Count the lines below that contain the word "blue", treating uppercase and lowercase as different, and give only the number.
======== Source data ========
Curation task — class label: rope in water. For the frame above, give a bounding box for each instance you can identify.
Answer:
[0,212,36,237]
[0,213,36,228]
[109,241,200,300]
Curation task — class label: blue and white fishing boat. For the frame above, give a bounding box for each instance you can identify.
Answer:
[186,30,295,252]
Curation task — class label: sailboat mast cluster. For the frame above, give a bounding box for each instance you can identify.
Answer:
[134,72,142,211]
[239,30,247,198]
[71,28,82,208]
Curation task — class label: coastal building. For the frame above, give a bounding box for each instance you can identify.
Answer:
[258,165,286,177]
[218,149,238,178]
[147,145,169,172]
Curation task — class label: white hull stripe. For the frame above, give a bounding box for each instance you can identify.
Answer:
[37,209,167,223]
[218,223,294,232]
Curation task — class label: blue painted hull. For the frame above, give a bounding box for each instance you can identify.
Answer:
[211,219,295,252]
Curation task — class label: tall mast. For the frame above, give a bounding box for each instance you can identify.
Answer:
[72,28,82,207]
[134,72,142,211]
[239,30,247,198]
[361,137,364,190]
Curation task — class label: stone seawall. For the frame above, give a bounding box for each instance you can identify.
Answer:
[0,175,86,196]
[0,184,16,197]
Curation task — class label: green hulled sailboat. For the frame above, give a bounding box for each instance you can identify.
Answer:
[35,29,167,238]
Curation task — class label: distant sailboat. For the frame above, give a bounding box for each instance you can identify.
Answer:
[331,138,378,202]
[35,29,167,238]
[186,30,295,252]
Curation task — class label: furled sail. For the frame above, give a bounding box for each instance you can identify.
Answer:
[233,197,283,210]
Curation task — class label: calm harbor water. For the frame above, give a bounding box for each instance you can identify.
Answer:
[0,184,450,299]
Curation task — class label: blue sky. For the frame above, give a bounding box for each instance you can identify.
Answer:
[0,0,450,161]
========
◆ Response: 3